About this exercise
Filter this material down to the lines that contain the string "helmet", and return those lines.

*-*-*

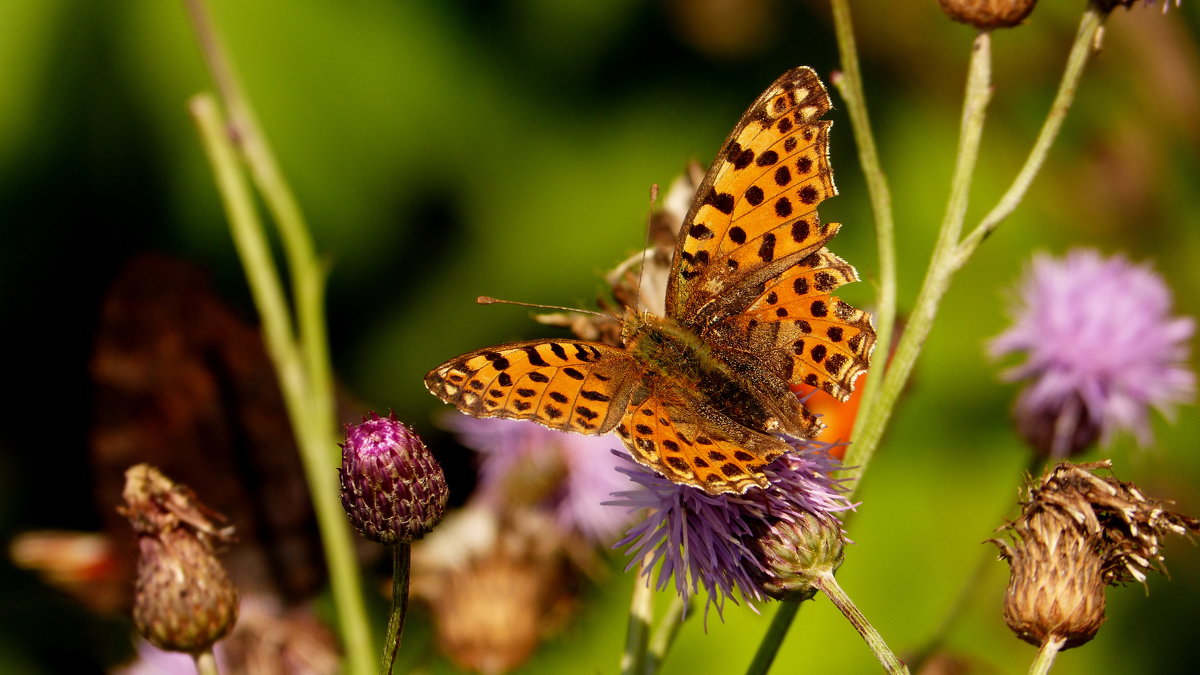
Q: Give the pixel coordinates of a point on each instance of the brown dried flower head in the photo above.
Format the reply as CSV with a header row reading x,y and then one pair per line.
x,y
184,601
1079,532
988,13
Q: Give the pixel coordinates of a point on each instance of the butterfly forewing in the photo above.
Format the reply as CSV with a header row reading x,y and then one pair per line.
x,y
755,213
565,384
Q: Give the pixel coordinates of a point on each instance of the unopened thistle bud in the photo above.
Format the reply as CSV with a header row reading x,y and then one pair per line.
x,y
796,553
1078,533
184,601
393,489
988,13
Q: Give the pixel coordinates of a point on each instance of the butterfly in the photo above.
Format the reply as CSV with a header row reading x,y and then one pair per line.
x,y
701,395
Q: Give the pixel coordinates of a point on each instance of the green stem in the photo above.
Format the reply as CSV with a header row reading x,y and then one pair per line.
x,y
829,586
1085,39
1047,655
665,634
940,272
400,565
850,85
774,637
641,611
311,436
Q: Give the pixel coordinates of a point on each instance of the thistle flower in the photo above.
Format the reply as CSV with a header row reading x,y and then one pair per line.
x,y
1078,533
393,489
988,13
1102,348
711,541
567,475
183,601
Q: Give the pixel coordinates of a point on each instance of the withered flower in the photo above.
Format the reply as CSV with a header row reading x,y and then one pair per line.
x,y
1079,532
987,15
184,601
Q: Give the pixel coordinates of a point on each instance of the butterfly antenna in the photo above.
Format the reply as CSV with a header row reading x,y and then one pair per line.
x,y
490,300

*-*-*

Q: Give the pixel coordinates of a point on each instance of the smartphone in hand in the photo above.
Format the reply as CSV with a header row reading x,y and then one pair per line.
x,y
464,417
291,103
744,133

*-*-*

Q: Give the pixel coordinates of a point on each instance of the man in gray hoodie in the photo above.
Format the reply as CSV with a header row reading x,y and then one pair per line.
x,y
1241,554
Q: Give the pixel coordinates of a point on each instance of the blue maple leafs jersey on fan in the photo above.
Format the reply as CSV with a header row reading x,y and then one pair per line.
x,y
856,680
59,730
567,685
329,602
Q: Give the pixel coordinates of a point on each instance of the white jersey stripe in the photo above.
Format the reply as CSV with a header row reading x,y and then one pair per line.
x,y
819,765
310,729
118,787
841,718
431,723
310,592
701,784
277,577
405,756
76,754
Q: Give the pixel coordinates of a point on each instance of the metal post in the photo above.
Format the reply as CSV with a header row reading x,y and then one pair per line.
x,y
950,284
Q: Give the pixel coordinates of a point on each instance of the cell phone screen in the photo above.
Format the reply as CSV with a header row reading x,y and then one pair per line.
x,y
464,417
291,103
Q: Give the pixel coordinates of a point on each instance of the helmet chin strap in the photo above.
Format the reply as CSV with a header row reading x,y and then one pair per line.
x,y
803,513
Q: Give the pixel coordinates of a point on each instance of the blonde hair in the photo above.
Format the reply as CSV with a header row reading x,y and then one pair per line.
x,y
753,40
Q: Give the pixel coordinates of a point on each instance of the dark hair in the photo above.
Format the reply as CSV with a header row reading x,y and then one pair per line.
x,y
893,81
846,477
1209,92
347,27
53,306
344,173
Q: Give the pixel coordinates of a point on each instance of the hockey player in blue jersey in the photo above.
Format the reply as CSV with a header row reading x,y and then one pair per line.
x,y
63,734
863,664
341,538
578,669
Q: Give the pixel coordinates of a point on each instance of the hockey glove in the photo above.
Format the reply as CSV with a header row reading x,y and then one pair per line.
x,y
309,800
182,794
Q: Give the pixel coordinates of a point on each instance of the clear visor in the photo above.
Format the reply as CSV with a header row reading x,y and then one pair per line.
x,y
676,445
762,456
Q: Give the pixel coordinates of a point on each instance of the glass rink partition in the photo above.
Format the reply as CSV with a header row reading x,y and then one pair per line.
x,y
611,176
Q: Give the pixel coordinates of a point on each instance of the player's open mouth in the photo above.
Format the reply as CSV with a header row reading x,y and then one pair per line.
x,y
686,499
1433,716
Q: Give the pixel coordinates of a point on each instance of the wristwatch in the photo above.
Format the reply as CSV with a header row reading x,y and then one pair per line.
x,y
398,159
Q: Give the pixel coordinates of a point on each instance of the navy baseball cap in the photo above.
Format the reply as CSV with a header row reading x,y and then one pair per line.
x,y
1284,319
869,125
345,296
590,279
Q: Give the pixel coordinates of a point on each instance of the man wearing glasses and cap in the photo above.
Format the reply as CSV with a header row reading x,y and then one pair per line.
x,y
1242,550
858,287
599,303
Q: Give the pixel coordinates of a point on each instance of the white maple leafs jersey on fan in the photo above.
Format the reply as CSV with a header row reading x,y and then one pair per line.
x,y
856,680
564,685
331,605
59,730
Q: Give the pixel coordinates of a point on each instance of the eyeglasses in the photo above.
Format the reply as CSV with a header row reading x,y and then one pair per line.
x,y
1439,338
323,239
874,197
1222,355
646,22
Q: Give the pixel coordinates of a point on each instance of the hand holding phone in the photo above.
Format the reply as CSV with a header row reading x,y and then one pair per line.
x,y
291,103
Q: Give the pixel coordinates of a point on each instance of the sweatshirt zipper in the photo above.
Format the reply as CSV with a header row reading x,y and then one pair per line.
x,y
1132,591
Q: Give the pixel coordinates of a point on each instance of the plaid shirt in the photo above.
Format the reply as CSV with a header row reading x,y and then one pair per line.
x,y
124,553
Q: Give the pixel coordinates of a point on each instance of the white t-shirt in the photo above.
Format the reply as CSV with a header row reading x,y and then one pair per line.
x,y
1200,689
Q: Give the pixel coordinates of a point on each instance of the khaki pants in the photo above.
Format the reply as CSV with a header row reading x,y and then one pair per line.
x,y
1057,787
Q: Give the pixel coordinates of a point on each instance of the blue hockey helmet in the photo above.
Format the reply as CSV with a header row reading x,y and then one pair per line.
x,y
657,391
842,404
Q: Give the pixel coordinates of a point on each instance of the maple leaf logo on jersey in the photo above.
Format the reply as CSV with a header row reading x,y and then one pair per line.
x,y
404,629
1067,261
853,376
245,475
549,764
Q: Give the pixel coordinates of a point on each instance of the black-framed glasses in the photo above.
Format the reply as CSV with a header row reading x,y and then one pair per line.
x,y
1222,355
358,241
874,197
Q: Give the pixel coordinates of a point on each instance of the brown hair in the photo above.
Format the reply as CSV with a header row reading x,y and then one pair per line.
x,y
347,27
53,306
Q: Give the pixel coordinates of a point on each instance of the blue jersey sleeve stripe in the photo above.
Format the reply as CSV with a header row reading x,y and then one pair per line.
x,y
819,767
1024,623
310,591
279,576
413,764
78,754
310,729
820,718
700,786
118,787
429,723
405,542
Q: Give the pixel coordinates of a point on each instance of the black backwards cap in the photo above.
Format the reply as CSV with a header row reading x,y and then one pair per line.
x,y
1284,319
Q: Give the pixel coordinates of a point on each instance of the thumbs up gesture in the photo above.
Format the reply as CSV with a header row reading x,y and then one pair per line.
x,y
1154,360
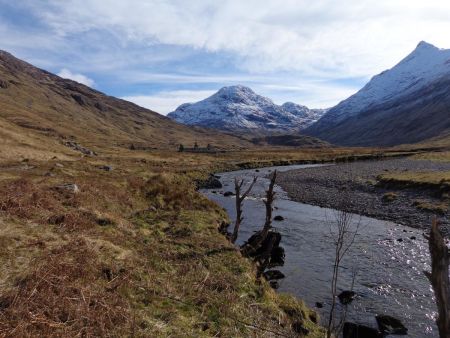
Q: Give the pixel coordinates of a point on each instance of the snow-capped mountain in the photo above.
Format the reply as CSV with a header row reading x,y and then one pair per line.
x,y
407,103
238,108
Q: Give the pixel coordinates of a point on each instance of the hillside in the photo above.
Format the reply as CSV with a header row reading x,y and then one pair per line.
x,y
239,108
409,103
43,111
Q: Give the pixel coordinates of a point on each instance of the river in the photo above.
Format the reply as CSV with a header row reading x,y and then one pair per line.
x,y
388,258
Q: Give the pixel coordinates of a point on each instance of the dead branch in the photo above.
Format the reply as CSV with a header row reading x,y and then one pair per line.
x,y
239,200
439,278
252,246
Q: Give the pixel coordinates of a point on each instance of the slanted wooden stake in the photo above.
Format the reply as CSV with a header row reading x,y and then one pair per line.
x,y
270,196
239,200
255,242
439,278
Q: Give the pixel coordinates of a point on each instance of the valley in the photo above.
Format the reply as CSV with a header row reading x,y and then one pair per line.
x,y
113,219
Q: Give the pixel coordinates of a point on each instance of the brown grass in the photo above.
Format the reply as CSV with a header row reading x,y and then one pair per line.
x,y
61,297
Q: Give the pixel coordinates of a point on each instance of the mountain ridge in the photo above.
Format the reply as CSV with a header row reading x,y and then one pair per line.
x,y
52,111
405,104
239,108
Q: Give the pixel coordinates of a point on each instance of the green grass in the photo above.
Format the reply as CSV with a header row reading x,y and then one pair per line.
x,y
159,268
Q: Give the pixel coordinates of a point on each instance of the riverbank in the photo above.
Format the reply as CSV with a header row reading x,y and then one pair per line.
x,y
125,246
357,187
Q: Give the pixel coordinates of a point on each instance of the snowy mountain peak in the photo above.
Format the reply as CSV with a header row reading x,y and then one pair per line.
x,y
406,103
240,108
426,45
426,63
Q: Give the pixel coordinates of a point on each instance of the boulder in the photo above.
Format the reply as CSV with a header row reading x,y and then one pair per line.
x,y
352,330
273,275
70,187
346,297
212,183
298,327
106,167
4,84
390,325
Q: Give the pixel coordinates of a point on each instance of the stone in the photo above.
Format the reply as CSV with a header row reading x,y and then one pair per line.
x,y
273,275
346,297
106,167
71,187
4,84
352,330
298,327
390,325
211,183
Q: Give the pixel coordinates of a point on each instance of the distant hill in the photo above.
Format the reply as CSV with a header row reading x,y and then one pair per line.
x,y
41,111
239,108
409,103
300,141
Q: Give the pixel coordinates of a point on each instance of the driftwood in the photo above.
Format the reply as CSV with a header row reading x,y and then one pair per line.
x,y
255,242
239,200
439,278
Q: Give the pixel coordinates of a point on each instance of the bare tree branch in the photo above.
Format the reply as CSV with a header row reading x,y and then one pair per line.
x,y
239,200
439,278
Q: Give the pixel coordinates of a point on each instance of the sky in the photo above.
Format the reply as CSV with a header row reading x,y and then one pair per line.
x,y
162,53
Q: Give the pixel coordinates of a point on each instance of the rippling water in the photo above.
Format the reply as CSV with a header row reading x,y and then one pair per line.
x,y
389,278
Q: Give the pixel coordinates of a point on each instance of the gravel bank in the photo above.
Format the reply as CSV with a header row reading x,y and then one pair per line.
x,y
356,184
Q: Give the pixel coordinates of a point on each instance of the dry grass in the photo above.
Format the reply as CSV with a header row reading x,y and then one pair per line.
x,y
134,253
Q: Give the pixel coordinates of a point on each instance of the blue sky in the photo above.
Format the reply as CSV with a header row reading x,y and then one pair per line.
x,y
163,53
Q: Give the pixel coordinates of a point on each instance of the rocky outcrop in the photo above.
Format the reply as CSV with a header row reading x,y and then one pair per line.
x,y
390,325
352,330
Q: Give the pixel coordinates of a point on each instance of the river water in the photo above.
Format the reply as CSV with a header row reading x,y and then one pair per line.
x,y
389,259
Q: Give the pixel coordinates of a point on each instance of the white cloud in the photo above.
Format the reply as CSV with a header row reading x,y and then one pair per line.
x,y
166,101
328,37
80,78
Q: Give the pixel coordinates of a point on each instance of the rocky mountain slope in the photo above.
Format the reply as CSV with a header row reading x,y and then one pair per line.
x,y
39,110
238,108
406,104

*-*-*

Output for this exercise
Q: Give the pixel coordinates of a point on each instance of the helmet chin strap in the photo above.
Q: Give the pixel coordinates of a point on each instance of the blue hockey helmet in the photo above.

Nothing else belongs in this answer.